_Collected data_
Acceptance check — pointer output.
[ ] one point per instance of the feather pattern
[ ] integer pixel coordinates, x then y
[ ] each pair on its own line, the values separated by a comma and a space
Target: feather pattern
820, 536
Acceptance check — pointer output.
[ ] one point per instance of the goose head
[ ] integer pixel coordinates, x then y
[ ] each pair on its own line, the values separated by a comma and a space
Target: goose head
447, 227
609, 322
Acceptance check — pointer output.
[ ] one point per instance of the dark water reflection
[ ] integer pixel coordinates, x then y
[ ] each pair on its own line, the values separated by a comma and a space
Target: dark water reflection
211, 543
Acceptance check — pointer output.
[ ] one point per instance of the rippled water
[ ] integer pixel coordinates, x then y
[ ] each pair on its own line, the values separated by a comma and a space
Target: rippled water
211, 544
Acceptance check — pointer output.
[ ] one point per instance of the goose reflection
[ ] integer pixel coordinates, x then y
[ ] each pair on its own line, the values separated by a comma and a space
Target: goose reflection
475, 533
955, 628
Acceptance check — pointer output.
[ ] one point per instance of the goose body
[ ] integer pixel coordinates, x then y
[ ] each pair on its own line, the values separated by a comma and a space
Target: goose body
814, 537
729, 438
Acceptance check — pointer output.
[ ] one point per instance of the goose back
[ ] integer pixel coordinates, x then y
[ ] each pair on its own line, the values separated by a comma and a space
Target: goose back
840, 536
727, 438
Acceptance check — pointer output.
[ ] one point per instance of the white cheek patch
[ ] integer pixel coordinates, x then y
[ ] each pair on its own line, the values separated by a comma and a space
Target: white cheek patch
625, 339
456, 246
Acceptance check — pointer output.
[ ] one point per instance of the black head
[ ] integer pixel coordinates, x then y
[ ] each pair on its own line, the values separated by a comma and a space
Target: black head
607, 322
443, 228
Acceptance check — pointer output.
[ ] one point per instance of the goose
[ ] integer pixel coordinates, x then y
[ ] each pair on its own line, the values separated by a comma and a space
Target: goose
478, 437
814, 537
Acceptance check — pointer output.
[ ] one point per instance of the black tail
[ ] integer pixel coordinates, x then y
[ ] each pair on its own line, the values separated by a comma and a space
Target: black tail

_Problem description_
Extract the full listing and reproduce each line exactly.

_Result for this task_
Acceptance check — pointer output.
[ ] one point per instance of the feather pattern
[ ] integer pixel coordinates, x then y
[ ] each pair on its own line, the values separated by a comma and a space
Target: feather pattern
820, 536
Acceptance check — pointer output.
[ ] one point per instance of the goose head
[ ] integer pixel coordinates, x then y
[ ] each pair on its own line, the values separated by a comma and a space
Target: goose head
447, 227
609, 322
Acceptance check — pointer output.
[ ] one point per instance of the dark water reflection
[ ] integer pixel coordinates, x then y
[ ] each pair on its own line, the values separated by a comma and a space
Target: dark water reflection
211, 543
Acceptance check — pointer output.
[ ] one point per instance of the rippled water
[ ] integer pixel coordinates, x then y
[ ] each pair on its own line, the values separated by a comma and a space
Target: rippled water
211, 544
Acceptance check — pointer output.
[ ] one point per instance of the goose reflection
[ ] integer pixel coordinates, x then y
[ ] each pair on its own line, the values separated by a comma and a space
Target: goose reflection
475, 533
955, 628
Acceptance check — pointer output.
[ ] one point per instance of the goose body
[ ] integer pixel coordinates, x then y
[ ] each pair on its own line, the values separated by a comma and a space
Target: goose body
814, 537
729, 438
Acceptance check — pointer output.
[ ] one point per instance of the goose back
[ ] integer pixel coordinates, x then y
[ ] each pair on its own line, the values separated by a comma and a space
Target: goose back
840, 536
727, 438
Acceptance check — pointer output.
[ ] one point per instance of the white cheek patch
[ ] integer pixel coordinates, x then y
[ ] each pair on its own line, the values separated by a comma and a space
Target: white cheek patch
625, 339
456, 246
Acceptance check — pointer output.
[ ] one point per instance of the black head
[ ] integer pixel coordinates, x then y
[ ] each pair on its own line, the values separated by a comma and a space
Target: black head
607, 322
443, 228
Acceptance check — pointer output.
[ ] one point per instance of the goose
[ ] integer pixel coordinates, x then y
[ ] each pair on its own line, the values separated by a comma and a space
Target: goose
478, 437
814, 537
Acceptance check — pointer output.
[ ] one point per instance of the black tail
[ ] integer pixel coordinates, x then y
[ ] each pair on its own line, the values separated by a comma and a space
Target: black tail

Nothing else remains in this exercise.